● Passage shown:

Solomon encountered the same kind of conundrum when God told him to ask for whatever he wanted. He could have asked for anything—for fame or wealth or the death of his enemies. What would you ask for?
Many people would ask for fame. Today in the Word (October 1990, pg. 11) says, “The boxer Muhammad Ali was known as ‘the champ,’ arguably the most famous athlete of his generation. He was on top, and his entourage of trainers and various helpers shared the adulation with him. But the party ended, leaving many of Ali's loyal followers disillusioned--and in some cases, destitute. Ali himself, now halting in speech and uncertain in movement, says "I had the world, and it wasn't nothin'." Would you ask for fame, if God offered you a blank check?
Many would ask for wealth. One of the richest people I ever knew had a house that boasted every comfort imaginable, including an indoor movie theater, school-size playground for his one child, and golden doorknobs throughout the house. His garages were full of vehicles. He had a beautiful wife, overflowing bank accounts, and empty guest suites in his mansion. Not only was he one of the wealthiest people I ever knew—he was also one of the loneliest, and most empty. Would you ask for wealth, if God offered you a blank check?
King Solomon asked for wisdom to rule God’s people. God responded, "Since you have asked for this and not for long life or wealth for yourself, nor have asked for the death of your enemies but for discernment in administering justice, I will do what you have asked. I will give you a wise and discerning heart, so that there will never have been anyone like you, nor will there ever be (1 Kings 3:11-12).”
What do you want, more than anything else? Your desires reveal your heart. What kind of heart does God find in you? James 5:5 says, “If any of you lacks wisdom, he should ask God, who gives generously to all without finding fault, and it will be given to him.” If God offered you a blank check, what would you do with it? What kind of check would you write?
Monday, August 31, 2009
In verse 6, Solomon tells God, “You have shown great kindness to your servant, my father David, because he was faithful to you and righteous and upright in heart. You have continued this great kindness to him and have given him a son to sit on his throne this very day.” Solomon recognizes that God is the source of all things. He could have said, “Look how great my father was, that he achieved this great position for himself and for me.” Instead, he recognizes sees that “every good and perfect gift is from above (James 1:17).” Wisdom can only come when we realize that God is the wondrous source of all things.
Wednesday, August 26, 2009
Give, and it will be given to you. A good measure, pressed down, shaken together and running over, will be poured into your lap. For with the measure you use, it will be measured to you."
Monday, August 24, 2009
All of us have wisdom-givers in our lives, people who share God’s truth with us. One of these in my life was Granddaddy Lemon. I recall how he guided me during those times when I was listening, and how he scolded me during those times when I wasn’t. He never let a scolding go by without letting me know that he loved me. Sometimes I thought that Granddad didn’t have a clue what he was talking about. But he always knew far better than I did. He taught me how to think problems through. He taught me how to rely on the gifts God gave me. Granddad loved me so much—and then he was gone.

● Problem 1: From the devotional passage, extract the part that opens with the words containing "Monday, August 24, 2009" and closes with "he was gone.".
The devotional passage and the records have nothing to do with each other.

● Entries:
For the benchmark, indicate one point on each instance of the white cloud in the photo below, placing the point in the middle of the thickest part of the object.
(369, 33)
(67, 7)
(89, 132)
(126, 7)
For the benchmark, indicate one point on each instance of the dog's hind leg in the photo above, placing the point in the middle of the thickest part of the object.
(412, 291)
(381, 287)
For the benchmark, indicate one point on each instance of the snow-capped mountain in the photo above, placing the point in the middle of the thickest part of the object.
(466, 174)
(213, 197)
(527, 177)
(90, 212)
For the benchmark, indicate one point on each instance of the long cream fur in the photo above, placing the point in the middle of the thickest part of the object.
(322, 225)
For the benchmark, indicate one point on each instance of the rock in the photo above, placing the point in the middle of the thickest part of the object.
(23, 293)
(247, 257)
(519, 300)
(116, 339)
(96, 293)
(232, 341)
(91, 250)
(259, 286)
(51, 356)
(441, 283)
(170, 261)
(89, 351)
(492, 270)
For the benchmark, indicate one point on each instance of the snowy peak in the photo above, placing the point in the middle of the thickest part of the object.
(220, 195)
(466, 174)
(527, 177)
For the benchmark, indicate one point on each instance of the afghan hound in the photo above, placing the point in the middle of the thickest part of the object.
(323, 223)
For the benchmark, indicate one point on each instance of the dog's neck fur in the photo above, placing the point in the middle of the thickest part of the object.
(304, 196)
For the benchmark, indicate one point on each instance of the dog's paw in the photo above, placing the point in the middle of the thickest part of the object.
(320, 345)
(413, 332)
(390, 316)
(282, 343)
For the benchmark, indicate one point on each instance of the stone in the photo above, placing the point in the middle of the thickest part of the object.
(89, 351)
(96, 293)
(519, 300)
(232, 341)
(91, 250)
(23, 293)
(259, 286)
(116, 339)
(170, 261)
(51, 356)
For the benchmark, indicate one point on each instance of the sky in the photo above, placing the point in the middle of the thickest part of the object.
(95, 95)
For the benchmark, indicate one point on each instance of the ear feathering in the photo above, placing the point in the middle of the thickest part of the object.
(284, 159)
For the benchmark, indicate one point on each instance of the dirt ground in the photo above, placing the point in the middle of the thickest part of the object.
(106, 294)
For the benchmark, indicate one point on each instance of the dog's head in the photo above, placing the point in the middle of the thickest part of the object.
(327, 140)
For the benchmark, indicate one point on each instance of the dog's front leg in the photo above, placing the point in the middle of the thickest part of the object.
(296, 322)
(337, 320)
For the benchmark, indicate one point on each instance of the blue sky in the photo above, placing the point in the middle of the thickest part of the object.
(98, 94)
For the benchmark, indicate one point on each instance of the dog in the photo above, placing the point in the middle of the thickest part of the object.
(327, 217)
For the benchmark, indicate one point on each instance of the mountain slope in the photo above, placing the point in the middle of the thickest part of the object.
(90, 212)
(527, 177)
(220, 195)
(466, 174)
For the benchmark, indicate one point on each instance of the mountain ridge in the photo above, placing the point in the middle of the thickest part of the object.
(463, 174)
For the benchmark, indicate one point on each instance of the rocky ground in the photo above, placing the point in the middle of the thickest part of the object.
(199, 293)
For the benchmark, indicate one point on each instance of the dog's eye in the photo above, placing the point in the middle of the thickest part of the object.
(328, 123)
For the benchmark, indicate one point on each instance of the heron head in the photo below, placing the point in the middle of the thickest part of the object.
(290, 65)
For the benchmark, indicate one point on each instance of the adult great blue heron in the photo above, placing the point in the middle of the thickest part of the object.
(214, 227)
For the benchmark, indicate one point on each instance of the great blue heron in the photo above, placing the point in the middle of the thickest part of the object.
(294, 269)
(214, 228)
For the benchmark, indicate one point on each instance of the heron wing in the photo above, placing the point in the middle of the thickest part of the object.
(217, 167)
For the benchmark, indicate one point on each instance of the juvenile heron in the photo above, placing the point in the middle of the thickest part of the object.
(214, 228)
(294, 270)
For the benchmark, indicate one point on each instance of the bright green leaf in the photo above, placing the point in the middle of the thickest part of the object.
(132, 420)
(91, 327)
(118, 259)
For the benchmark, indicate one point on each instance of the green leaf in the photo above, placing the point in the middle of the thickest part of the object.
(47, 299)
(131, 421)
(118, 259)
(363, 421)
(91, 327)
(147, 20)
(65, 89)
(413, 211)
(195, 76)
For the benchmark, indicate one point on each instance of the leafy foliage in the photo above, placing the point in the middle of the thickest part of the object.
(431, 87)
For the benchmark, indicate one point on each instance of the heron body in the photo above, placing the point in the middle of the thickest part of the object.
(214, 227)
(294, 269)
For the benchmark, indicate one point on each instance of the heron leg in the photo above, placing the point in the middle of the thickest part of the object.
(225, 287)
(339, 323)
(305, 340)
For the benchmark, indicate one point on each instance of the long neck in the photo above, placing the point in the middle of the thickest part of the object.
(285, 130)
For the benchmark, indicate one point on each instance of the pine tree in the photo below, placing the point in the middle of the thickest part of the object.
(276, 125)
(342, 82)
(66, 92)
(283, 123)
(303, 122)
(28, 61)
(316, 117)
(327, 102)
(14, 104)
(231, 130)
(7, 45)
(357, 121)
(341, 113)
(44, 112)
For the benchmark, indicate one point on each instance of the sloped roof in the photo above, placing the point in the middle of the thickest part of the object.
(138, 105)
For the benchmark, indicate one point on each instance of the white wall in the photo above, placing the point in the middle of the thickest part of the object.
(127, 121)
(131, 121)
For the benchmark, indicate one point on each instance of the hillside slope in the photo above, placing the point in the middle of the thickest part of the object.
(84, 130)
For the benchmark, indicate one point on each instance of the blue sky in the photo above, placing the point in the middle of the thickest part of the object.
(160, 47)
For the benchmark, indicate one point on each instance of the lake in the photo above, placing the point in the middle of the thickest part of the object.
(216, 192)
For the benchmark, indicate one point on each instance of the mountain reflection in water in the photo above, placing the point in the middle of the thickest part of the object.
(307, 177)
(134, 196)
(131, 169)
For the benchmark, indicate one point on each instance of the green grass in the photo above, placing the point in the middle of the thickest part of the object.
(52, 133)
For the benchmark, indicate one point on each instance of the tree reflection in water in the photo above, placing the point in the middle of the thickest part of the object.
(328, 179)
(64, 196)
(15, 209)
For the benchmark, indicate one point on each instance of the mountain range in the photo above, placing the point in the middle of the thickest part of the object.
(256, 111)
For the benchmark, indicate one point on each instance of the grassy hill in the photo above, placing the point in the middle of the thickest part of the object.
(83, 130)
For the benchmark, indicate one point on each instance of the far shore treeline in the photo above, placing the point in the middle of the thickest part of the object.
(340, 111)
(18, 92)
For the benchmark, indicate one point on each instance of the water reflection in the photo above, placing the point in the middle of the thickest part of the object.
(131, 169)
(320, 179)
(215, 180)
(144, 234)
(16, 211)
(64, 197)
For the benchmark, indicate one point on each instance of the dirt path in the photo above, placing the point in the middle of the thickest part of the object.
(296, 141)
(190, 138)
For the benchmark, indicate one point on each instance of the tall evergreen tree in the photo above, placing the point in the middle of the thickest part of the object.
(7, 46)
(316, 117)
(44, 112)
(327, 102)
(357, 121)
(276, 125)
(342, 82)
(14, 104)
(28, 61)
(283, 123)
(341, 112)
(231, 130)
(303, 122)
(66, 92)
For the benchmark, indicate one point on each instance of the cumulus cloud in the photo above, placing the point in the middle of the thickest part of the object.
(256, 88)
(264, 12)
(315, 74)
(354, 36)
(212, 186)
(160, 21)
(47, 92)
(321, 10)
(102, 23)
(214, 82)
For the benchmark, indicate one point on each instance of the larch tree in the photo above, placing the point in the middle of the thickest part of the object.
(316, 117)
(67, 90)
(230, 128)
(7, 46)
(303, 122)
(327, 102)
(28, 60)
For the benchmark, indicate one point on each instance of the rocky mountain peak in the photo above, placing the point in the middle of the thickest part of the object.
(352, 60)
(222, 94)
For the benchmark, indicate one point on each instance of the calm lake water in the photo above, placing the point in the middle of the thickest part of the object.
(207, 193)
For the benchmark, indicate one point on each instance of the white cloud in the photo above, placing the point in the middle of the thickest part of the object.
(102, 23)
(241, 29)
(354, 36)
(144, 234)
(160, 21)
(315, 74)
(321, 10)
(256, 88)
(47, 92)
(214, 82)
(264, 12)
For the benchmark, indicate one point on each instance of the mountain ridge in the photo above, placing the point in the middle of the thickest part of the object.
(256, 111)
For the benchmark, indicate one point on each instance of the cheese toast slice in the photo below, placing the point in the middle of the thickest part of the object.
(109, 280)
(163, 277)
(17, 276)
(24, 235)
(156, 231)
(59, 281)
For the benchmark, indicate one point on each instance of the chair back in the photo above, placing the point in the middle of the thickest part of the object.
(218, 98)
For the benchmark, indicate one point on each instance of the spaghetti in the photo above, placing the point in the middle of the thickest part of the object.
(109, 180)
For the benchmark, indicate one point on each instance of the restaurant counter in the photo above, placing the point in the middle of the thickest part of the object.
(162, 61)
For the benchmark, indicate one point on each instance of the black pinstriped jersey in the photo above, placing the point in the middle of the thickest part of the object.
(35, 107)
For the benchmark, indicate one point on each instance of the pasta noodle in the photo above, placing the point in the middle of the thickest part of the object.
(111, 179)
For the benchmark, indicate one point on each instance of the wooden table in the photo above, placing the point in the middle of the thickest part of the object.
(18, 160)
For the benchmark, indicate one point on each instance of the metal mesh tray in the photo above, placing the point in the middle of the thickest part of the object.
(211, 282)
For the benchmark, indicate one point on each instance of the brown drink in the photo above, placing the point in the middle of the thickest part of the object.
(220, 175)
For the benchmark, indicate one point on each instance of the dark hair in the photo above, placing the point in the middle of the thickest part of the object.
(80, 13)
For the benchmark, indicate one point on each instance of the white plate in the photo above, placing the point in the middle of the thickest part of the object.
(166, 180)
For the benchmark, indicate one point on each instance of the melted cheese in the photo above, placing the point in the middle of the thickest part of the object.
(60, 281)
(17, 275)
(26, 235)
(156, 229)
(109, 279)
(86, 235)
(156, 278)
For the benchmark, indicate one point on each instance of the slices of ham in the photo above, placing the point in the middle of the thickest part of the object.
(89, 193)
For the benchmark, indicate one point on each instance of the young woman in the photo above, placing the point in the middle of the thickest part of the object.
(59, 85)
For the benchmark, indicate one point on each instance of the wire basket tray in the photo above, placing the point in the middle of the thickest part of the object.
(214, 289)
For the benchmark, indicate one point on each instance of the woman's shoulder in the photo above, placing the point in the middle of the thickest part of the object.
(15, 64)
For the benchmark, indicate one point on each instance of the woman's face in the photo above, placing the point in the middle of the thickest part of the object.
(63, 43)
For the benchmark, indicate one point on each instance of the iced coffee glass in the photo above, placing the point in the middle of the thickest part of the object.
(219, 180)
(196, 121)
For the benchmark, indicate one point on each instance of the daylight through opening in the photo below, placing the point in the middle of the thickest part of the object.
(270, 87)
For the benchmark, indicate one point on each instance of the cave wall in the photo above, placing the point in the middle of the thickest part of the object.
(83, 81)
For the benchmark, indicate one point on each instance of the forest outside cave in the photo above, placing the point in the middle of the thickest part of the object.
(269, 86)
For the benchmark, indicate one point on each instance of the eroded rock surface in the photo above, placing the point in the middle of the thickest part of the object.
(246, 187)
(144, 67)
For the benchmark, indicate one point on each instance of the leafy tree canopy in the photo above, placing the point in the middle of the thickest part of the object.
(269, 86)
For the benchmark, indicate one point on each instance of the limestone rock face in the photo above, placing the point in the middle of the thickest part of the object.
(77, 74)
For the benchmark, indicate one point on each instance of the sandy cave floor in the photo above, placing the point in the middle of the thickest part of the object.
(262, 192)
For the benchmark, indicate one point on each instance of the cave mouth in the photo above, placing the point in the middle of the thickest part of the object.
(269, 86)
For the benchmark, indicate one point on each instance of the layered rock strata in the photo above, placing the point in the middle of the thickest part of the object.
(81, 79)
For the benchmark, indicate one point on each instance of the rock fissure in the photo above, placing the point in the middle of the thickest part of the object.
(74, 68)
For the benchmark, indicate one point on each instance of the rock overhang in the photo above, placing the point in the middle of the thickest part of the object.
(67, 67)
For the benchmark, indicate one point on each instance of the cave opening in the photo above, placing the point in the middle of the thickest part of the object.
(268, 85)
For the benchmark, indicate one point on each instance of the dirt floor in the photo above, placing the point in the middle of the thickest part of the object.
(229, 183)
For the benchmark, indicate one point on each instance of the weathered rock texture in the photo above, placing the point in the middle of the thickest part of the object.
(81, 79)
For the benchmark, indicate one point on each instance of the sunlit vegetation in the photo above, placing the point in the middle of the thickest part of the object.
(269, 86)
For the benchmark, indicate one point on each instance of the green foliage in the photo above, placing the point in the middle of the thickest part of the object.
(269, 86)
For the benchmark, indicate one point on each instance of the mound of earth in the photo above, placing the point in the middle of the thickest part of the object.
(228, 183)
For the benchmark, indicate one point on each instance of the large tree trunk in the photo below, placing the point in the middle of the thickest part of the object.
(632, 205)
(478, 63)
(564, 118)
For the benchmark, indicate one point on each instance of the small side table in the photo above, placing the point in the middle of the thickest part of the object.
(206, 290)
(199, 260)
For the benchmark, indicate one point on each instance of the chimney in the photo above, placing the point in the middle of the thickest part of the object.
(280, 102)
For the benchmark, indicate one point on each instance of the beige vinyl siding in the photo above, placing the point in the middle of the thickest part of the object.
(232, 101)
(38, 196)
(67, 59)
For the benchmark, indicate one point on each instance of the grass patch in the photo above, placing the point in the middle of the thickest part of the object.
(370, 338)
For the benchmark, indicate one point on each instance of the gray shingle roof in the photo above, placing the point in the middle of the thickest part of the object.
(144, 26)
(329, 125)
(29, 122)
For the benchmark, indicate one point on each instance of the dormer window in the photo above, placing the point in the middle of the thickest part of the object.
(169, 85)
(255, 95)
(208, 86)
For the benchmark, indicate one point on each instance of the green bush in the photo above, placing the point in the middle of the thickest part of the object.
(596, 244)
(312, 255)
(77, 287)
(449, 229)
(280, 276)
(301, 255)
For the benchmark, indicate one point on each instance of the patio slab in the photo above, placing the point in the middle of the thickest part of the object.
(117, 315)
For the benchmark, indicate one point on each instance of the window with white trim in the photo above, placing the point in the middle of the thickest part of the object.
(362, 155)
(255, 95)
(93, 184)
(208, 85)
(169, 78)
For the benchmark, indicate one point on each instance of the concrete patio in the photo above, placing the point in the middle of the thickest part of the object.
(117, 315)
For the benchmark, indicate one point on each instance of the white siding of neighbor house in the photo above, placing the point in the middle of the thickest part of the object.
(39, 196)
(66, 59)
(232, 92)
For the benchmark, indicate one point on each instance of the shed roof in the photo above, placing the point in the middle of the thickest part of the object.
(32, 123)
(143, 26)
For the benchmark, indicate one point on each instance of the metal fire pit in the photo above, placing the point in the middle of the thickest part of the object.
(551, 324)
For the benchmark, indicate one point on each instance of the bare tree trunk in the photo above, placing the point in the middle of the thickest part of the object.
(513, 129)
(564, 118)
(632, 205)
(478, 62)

● Problem 2: Copy the part of the records that opens with the line containing "the white siding" and closes with the last line of the records, including both of those lines.

● Full answer 1:
Monday, August 24, 2009
All of us have wisdom-givers in our lives, people who share God’s truth with us. One of these in my life was Granddaddy Lemon. I recall how he guided me during those times when I was listening, and how he scolded me during those times when I wasn’t. He never let a scolding go by without letting me know that he loved me. Sometimes I thought that Granddad didn’t have a clue what he was talking about. But he always knew far better than I did. He taught me how to think problems through. He taught me how to rely on the gifts God gave me. Granddad loved me so much—and then he was gone.

● Full answer 2:
For the benchmark, indicate one point on each instance of the white siding of neighbor house in the photo above, placing the point in the middle of the thickest part of the object.
(39, 196)
(66, 59)
(232, 92)
For the benchmark, indicate one point on each instance of the shed roof in the photo above, placing the point in the middle of the thickest part of the object.
(32, 123)
(143, 26)
For the benchmark, indicate one point on each instance of the metal fire pit in the photo above, placing the point in the middle of the thickest part of the object.
(551, 324)
For the benchmark, indicate one point on each instance of the bare tree trunk in the photo above, placing the point in the middle of the thickest part of the object.
(513, 129)
(564, 118)
(632, 205)
(478, 62)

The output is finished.